> [Data records]:
--------------------------------------------------

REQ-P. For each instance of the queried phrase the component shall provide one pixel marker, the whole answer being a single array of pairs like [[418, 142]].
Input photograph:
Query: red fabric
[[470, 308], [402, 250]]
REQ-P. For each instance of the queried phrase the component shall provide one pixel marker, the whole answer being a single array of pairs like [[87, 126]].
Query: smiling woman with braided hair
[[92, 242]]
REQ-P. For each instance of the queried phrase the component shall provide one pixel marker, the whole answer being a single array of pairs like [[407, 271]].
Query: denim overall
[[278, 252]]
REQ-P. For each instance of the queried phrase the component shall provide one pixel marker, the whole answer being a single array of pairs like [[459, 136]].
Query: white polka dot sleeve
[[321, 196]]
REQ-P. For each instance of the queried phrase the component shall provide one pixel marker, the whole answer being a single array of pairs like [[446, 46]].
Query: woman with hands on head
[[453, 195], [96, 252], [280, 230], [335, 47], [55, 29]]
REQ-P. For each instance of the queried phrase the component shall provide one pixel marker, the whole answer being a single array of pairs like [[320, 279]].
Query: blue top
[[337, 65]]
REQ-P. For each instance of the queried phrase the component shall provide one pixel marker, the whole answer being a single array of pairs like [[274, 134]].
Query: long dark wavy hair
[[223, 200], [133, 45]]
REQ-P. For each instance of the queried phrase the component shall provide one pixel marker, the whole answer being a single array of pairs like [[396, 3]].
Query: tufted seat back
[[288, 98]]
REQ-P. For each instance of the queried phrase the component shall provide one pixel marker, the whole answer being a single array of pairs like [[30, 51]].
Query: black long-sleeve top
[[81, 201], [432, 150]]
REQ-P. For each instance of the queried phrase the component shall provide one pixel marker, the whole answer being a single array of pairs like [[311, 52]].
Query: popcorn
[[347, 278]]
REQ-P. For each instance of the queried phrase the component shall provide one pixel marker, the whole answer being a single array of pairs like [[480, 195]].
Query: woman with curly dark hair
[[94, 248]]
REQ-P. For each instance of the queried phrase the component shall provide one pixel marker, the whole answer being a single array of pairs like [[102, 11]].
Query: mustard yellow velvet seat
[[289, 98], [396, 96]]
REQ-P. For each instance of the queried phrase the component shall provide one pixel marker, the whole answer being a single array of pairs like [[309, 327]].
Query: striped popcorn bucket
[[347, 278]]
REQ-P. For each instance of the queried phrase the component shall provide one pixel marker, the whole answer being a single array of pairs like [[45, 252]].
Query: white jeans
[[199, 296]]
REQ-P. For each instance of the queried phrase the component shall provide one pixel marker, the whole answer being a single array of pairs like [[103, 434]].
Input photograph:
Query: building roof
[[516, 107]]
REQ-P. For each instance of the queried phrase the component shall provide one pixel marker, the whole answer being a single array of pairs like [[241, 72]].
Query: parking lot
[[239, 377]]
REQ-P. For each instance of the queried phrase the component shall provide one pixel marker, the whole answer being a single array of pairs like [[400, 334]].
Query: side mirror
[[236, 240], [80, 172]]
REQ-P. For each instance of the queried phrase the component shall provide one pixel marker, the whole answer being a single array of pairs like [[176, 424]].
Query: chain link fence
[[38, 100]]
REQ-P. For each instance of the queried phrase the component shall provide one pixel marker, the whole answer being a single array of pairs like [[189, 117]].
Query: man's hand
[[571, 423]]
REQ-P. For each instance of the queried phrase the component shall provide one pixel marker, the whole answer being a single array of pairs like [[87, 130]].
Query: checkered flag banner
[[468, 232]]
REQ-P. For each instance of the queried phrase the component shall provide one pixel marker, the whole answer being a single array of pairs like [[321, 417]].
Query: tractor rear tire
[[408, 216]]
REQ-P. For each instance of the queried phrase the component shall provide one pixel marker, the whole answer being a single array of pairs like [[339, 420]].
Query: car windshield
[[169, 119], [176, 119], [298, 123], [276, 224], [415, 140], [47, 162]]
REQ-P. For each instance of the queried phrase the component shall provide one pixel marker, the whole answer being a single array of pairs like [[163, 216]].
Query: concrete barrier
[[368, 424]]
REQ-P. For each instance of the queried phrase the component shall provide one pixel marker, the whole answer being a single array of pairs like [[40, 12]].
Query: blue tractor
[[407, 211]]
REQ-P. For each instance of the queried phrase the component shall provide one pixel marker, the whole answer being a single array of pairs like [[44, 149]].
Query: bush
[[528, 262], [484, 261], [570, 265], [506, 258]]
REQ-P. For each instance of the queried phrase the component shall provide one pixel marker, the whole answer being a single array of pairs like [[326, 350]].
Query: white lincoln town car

--------------------------------------------------

> [GOAL]:
Please replace "pixel marker" with "pixel location" throughout the listing above, keeping every other line and character the same.

> [TASK ANSWER]:
REQ-P. For each instance of the queried phrase the component shall provide one pixel location, the whole answer being a single array of pairs like [[418, 142]].
Input photograph:
Query: red fabric
[[470, 308], [402, 250]]
REQ-P. For each instance of the queried phrase the component shall provide one pixel location, the whole answer being a single array of pairs like [[87, 126]].
Query: smiling woman with braided hair
[[92, 242]]
REQ-P. For each instance of the queried phrase the component shall provide one pixel location, the whole answer being a single array of pairs like [[407, 271]].
Query: denim overall
[[278, 252]]
REQ-P. For each instance of the queried phrase the component shall provide one pixel location, the whole answer being a single array of pairs like [[459, 136]].
Query: white polka dot sleeve
[[321, 196]]
REQ-P. For each instance of the queried phrase the component shall provide one pixel location, the whole answer being a single array of pairs like [[446, 46]].
Query: woman with hands on head
[[453, 195], [96, 252], [280, 230], [335, 47], [55, 29]]
REQ-P. For each instance of the queried phrase the component shall provide one pixel location, the whole answer being a single array of pairs like [[320, 279]].
Query: blue top
[[337, 65]]
REQ-P. For each instance of the queried phrase the component shall provide one pixel location, the whole answer being a single array of pairs like [[274, 134]].
Query: long dark wavy hair
[[223, 200], [133, 45]]
REQ-P. For each instance of the queried phrase the component shall provide one pixel location, the whole answer being a single array of pairs like [[396, 3]].
Query: tufted seat back
[[288, 98]]
REQ-P. For each instance of the queried phrase the component shall provide one pixel location, the whole answer being a single array of pairs like [[30, 51]].
Query: black long-sleeve top
[[81, 201], [432, 150]]
REQ-P. For each instance of the queried phrase the component shall provide one pixel location, the whole answer being a single array of pairs like [[311, 52]].
Query: popcorn
[[347, 278]]
REQ-P. For each instance of the queried phrase the component shall provide one pixel location, the whole answer being a single array of pairs like [[480, 195]].
Query: woman with curly dark hair
[[94, 248]]
REQ-P. For each instance of the queried phrase the component shall provide one pixel location, the whole answer being a single array of pairs like [[102, 11]].
Query: mustard yellow velvet seat
[[289, 98], [396, 96]]
REQ-P. For each instance of the queried phrase the component shall provide one pixel location, the whole answer being a single array of pairs like [[309, 327]].
Query: striped popcorn bucket
[[347, 278]]
REQ-P. For each instance of the queried phrase the component shall provide one pixel location, the whole answer being a single array of pairs like [[45, 252]].
Query: white jeans
[[199, 296]]
REQ-P. For each instance of the queried phrase the component shall provide one pixel location, the whole answer being a single array of pairs like [[103, 434]].
Input photograph:
Query: building roof
[[516, 107]]
REQ-P. For each instance of the queried phrase the component shall provide one pixel location, the whole answer being a single array of pairs like [[241, 72]].
Query: parking lot
[[239, 377]]
REQ-P. For each instance of the queried phrase the component shall provide one pixel location, the whole answer being a single array of pairs like [[400, 334]].
Query: side mirror
[[236, 240], [80, 172]]
REQ-P. For each instance of the queried phrase the component shall provide one pixel location, the whole answer being a single array of pairs like [[176, 424]].
Query: chain link fence
[[38, 100]]
REQ-P. For each instance of the queried phrase the component shall provide one pixel location, the whole answer being a single array of pairs like [[189, 117]].
Query: man's hand
[[571, 423]]
REQ-P. For each instance of the queried phrase the component shall provide one pixel location, the whole answer being a single array of pairs like [[87, 130]].
Query: checkered flag banner
[[468, 232]]
REQ-P. For each instance of the queried phrase the component shall provide one pixel location, the whole answer being a single array of pairs like [[321, 417]].
Query: tractor rear tire
[[408, 216]]
REQ-P. For each instance of the queried phrase the component shall provide one pixel location, the whole answer being a single array of pairs like [[339, 420]].
Query: car windshield
[[169, 119], [176, 119], [298, 123], [276, 224], [415, 140], [47, 162]]
REQ-P. For each instance of the queried phrase the component shall provide one pixel location, the whole answer being a single array of pairs like [[163, 216]].
Query: concrete barrier
[[368, 424]]
REQ-P. For each instance of the queried phrase the component shall provide one pixel location, the whole answer being a single array of pairs like [[40, 12]].
Query: blue tractor
[[407, 211]]
REQ-P. For each instance of the queried phrase the component shall provide one pixel location, the whole answer being a single array of pairs like [[44, 149]].
Query: bush
[[528, 262], [484, 261], [570, 265], [506, 258]]
REQ-P. For each instance of the queried phrase the component shall provide one pixel location, the whole answer being a single array of pairs like [[326, 350]].
Query: white lincoln town car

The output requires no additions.